> [PROMPT]: Tally the lines below that contain the string "number", and reply with the count alone.

— Begin —

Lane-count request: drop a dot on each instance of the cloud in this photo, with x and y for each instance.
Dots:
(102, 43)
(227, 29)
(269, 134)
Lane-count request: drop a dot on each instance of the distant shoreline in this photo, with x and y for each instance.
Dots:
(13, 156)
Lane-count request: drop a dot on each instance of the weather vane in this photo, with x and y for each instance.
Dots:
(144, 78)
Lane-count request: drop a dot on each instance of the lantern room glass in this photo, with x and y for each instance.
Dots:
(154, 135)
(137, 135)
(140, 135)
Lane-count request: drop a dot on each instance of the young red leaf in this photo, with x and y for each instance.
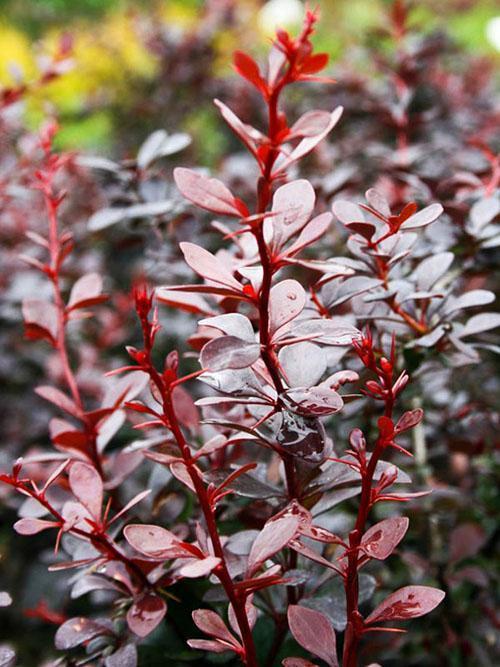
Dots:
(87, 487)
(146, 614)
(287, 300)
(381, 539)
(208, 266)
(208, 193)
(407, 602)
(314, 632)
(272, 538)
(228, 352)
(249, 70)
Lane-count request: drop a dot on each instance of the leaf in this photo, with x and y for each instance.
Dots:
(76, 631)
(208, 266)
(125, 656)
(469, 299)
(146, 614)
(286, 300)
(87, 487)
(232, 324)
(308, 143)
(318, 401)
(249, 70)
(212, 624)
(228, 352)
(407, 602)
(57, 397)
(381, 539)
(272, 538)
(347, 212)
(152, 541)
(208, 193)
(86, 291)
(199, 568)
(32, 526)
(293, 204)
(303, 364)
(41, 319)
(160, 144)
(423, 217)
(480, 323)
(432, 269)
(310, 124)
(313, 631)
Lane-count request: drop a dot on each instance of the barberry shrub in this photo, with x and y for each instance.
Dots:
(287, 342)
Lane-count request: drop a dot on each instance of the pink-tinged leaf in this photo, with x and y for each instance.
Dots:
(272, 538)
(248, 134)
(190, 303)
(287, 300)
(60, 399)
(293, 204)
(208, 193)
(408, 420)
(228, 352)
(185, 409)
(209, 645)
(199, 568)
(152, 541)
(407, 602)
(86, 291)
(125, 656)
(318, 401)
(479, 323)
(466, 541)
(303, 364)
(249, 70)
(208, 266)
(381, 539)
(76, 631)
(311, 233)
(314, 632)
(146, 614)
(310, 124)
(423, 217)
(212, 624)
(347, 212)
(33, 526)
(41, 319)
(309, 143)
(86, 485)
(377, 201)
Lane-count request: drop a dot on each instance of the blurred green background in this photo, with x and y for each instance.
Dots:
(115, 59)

— End —
— Begin —

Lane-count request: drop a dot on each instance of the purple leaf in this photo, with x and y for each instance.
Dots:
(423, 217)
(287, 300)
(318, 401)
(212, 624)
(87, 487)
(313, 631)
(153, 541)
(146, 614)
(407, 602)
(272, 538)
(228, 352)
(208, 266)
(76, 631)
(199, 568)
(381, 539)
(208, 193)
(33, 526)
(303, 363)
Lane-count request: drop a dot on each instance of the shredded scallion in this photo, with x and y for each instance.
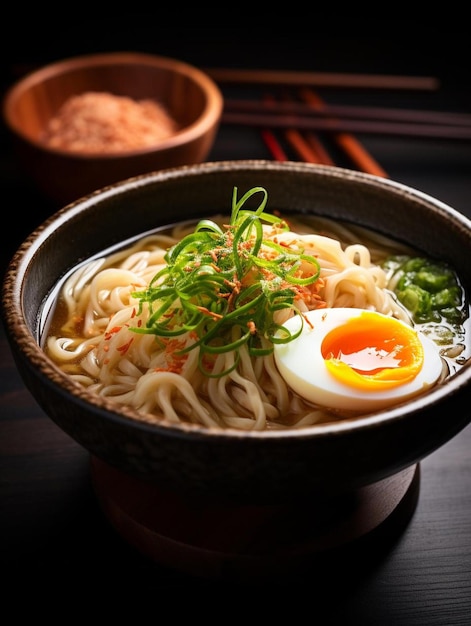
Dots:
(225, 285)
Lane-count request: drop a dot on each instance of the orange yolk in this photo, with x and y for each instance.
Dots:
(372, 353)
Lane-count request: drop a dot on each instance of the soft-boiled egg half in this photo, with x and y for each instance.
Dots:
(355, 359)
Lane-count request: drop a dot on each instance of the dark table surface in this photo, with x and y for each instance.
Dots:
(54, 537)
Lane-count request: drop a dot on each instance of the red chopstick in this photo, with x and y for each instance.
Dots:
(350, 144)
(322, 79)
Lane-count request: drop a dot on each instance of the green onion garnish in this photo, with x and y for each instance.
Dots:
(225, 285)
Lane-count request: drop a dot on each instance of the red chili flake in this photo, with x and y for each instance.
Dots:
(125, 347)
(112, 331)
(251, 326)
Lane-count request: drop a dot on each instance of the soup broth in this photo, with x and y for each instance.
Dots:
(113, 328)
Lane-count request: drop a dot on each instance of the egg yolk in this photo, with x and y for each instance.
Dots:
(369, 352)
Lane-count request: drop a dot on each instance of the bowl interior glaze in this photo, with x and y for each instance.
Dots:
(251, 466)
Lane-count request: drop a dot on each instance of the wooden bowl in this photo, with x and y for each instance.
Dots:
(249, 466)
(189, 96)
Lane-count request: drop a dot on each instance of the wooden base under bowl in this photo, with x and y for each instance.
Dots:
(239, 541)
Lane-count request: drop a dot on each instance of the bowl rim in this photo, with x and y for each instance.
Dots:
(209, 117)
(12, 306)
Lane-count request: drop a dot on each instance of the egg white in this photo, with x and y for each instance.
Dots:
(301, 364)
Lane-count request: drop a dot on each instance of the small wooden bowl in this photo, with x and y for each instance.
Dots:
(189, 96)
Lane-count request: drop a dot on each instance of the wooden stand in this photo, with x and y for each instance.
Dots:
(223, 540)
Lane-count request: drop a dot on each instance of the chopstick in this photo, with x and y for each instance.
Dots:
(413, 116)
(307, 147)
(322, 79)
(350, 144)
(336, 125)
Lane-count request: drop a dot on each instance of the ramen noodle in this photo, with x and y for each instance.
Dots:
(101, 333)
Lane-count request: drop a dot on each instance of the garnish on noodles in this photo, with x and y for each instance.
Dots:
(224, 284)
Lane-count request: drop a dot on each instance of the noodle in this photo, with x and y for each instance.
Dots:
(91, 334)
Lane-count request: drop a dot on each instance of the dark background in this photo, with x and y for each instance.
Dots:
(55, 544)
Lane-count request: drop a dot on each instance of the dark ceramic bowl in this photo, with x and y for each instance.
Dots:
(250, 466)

— End —
— Begin —

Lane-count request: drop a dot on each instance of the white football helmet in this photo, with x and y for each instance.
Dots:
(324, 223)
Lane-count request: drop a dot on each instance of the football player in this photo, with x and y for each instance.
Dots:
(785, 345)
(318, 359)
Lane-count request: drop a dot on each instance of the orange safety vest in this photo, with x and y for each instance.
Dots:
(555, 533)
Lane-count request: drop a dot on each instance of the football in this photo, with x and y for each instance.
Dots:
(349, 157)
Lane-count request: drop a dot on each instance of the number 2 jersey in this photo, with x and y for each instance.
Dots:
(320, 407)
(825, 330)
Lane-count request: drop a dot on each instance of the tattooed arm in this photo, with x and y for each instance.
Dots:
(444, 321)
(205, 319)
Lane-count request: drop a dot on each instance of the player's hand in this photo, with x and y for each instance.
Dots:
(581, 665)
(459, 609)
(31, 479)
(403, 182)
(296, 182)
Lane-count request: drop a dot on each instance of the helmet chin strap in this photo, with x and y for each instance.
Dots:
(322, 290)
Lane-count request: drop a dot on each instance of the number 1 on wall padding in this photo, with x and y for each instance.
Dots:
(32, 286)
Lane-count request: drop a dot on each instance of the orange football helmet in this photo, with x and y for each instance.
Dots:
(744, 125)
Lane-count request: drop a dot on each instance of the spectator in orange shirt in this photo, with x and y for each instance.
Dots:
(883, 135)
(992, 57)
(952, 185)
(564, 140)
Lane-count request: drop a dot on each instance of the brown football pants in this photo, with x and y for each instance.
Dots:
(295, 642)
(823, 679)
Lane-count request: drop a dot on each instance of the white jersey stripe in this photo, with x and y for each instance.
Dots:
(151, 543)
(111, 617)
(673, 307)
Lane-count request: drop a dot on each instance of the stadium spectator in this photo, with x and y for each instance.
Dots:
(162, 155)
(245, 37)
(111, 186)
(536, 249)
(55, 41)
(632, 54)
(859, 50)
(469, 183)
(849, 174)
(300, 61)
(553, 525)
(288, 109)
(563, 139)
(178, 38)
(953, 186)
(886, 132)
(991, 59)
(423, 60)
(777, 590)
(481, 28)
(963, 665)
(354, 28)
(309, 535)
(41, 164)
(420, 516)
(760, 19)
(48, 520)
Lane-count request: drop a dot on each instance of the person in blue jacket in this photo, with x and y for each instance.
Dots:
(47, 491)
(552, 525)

— End —

> [EXERCISE RESPONSE]: 2